▶ Document:

— BEGIN —

Fig. 8 Visualization of the ion inclusion mechanism in the spontaneous doped slab of ice I_c. Top: Frontal view of the xy plane projection of a pure ice I_c lattice portion (left), a portion doped by a Cl⁻ ion (center) and a portion doped by a Na⁺ ion (right). Bottom: Same lattice portions views for the ice I_c on the z plane projection. All doped lattice portions were obtained from the new growth ice phase in the direct coexistence simulations. Water molecules are plotted in red and white color, Cl⁻ ions are plotted as green spheres and Na⁺ ions as blue spheres.

This difference in the mechanism can be explained through the arrangement of the water molecules in the lattice of ice I_h and ice I_c, especially in the differences in the numbers of water molecules in the hydration shells of both ices. Specifically, in ice I_h cavities are formed by twelve molecules while in ice I_c cavities are smaller and are formed by ten molecules.⁴⁹ As ice I_c has smaller cavities, it means that the Na⁺ ion does not have space to be located in the interstitials and the substitution by a water molecule is the most favorable mechanism for its inclusion into the lattice. Moreover, while for ice I_h hexagonal rings can have both a chair conformation and a boat conformation, for ice I_c 6-membered rings can adopt only chair conformation. As a consequence of the chair conformation in ice I_c there are no open channels in the direction 111, while in ice I_h they exist as indicated in ref. 11.

— END —

▶ Available data:
— BEGIN —

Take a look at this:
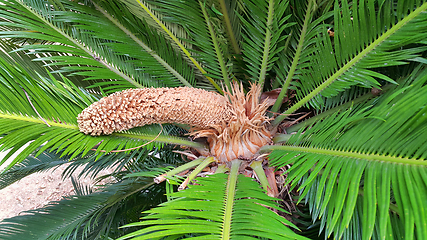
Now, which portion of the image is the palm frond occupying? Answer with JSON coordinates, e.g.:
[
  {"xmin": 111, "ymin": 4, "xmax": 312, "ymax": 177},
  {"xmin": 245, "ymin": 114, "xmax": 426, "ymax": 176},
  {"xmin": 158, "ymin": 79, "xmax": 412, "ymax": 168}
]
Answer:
[
  {"xmin": 275, "ymin": 1, "xmax": 427, "ymax": 124},
  {"xmin": 118, "ymin": 0, "xmax": 222, "ymax": 92},
  {"xmin": 0, "ymin": 60, "xmax": 200, "ymax": 171},
  {"xmin": 240, "ymin": 0, "xmax": 292, "ymax": 85},
  {"xmin": 0, "ymin": 174, "xmax": 164, "ymax": 240},
  {"xmin": 265, "ymin": 65, "xmax": 427, "ymax": 239},
  {"xmin": 0, "ymin": 152, "xmax": 68, "ymax": 189},
  {"xmin": 0, "ymin": 1, "xmax": 201, "ymax": 91},
  {"xmin": 120, "ymin": 160, "xmax": 305, "ymax": 239}
]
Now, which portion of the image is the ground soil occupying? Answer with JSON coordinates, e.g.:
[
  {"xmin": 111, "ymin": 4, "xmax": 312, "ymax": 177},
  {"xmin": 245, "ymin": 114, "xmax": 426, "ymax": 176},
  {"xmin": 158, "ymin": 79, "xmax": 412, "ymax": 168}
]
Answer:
[{"xmin": 0, "ymin": 152, "xmax": 110, "ymax": 221}]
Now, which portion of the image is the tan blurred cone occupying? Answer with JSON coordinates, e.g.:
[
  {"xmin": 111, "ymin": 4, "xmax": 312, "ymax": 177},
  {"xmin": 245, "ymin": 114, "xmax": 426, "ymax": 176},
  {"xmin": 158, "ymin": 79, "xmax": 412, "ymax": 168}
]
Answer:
[{"xmin": 77, "ymin": 83, "xmax": 271, "ymax": 162}]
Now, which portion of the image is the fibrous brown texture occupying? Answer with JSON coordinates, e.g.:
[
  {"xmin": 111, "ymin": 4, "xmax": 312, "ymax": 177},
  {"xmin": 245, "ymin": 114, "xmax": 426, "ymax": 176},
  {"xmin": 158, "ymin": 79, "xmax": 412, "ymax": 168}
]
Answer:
[
  {"xmin": 193, "ymin": 83, "xmax": 271, "ymax": 162},
  {"xmin": 77, "ymin": 83, "xmax": 271, "ymax": 162},
  {"xmin": 77, "ymin": 87, "xmax": 233, "ymax": 136}
]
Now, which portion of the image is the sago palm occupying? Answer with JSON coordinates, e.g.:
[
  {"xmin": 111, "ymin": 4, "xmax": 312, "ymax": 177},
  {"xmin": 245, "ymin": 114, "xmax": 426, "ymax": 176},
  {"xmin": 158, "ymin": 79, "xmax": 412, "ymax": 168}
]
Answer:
[{"xmin": 0, "ymin": 0, "xmax": 427, "ymax": 239}]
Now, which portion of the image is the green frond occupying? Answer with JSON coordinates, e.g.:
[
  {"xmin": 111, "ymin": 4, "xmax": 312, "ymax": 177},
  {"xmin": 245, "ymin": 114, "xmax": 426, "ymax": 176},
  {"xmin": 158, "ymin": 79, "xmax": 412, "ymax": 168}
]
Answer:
[
  {"xmin": 0, "ymin": 174, "xmax": 164, "ymax": 240},
  {"xmin": 240, "ymin": 0, "xmax": 292, "ymax": 85},
  {"xmin": 0, "ymin": 193, "xmax": 111, "ymax": 240},
  {"xmin": 212, "ymin": 0, "xmax": 241, "ymax": 54},
  {"xmin": 120, "ymin": 160, "xmax": 306, "ymax": 239},
  {"xmin": 0, "ymin": 152, "xmax": 68, "ymax": 189},
  {"xmin": 118, "ymin": 0, "xmax": 222, "ymax": 93},
  {"xmin": 264, "ymin": 66, "xmax": 427, "ymax": 239},
  {"xmin": 0, "ymin": 60, "xmax": 200, "ymax": 171},
  {"xmin": 274, "ymin": 1, "xmax": 427, "ymax": 124},
  {"xmin": 0, "ymin": 1, "xmax": 201, "ymax": 91}
]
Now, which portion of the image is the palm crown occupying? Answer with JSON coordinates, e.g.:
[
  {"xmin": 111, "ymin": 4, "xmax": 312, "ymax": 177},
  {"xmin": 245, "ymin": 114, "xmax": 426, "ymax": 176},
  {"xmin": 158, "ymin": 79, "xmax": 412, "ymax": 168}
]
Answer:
[{"xmin": 0, "ymin": 0, "xmax": 427, "ymax": 239}]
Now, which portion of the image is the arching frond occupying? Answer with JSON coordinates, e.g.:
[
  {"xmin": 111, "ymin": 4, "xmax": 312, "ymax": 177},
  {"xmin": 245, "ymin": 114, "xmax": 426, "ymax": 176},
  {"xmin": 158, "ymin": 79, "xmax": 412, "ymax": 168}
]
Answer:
[
  {"xmin": 0, "ymin": 174, "xmax": 164, "ymax": 240},
  {"xmin": 0, "ymin": 1, "xmax": 199, "ymax": 91},
  {"xmin": 120, "ymin": 160, "xmax": 306, "ymax": 239},
  {"xmin": 265, "ymin": 66, "xmax": 427, "ymax": 239},
  {"xmin": 275, "ymin": 1, "xmax": 427, "ymax": 124},
  {"xmin": 0, "ymin": 60, "xmax": 203, "ymax": 171},
  {"xmin": 118, "ymin": 0, "xmax": 222, "ymax": 92},
  {"xmin": 240, "ymin": 0, "xmax": 292, "ymax": 85}
]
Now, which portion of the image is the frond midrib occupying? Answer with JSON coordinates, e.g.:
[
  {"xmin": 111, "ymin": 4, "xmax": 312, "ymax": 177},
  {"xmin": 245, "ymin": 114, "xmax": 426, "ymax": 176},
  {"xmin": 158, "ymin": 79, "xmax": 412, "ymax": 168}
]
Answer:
[
  {"xmin": 273, "ymin": 3, "xmax": 427, "ymax": 126},
  {"xmin": 260, "ymin": 146, "xmax": 427, "ymax": 166},
  {"xmin": 17, "ymin": 1, "xmax": 144, "ymax": 88},
  {"xmin": 93, "ymin": 3, "xmax": 192, "ymax": 87}
]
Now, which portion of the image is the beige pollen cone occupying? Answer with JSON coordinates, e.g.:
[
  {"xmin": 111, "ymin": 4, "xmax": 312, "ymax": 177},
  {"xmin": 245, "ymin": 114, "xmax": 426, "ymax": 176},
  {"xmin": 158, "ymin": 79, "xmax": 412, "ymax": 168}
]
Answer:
[{"xmin": 77, "ymin": 83, "xmax": 271, "ymax": 162}]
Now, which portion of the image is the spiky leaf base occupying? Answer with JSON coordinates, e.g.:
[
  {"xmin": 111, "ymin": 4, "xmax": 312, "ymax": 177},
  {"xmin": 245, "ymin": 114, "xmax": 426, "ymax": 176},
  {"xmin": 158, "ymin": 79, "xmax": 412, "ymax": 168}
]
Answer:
[{"xmin": 77, "ymin": 83, "xmax": 271, "ymax": 162}]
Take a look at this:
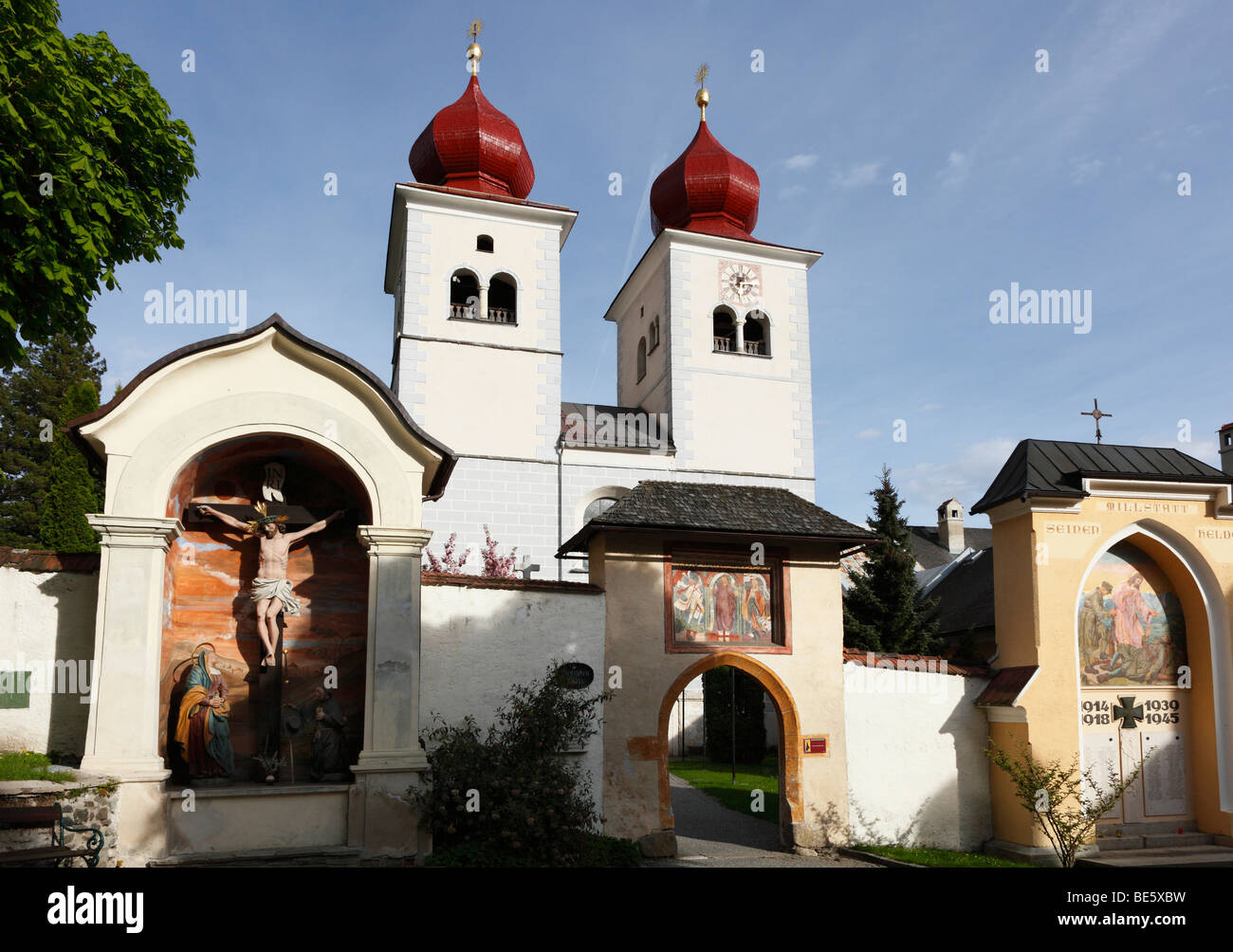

— END —

▶ Challenge 1: Write out the passage on ion inclusion in ice from "Fig. 8 Visualization" up to and including "as blue spheres.", putting "yellow spheres" in place of "green spheres".
▶ Challenge 2: Return each line of the entries that contains the string "palm".
The passage on ion inclusion in ice and the entries come from unrelated sources.

▶ Answer 1:
Fig. 8 Visualization of the ion inclusion mechanism in the spontaneous doped slab of ice I_c. Top: Frontal view of the xy plane projection of a pure ice I_c lattice portion (left), a portion doped by a Cl⁻ ion (center) and a portion doped by a Na⁺ ion (right). Bottom: Same lattice portions views for the ice I_c on the z plane projection. All doped lattice portions were obtained from the new growth ice phase in the direct coexistence simulations. Water molecules are plotted in red and white color, Cl⁻ ions are plotted as yellow spheres and Na⁺ ions as blue spheres.

▶ Answer 2:
Now, which portion of the image is the palm frond occupying? Answer with JSON coordinates, e.g.:
Now, which portion of the image is the sago palm occupying? Answer with JSON coordinates, e.g.:
Now, which portion of the image is the palm crown occupying? Answer with JSON coordinates, e.g.:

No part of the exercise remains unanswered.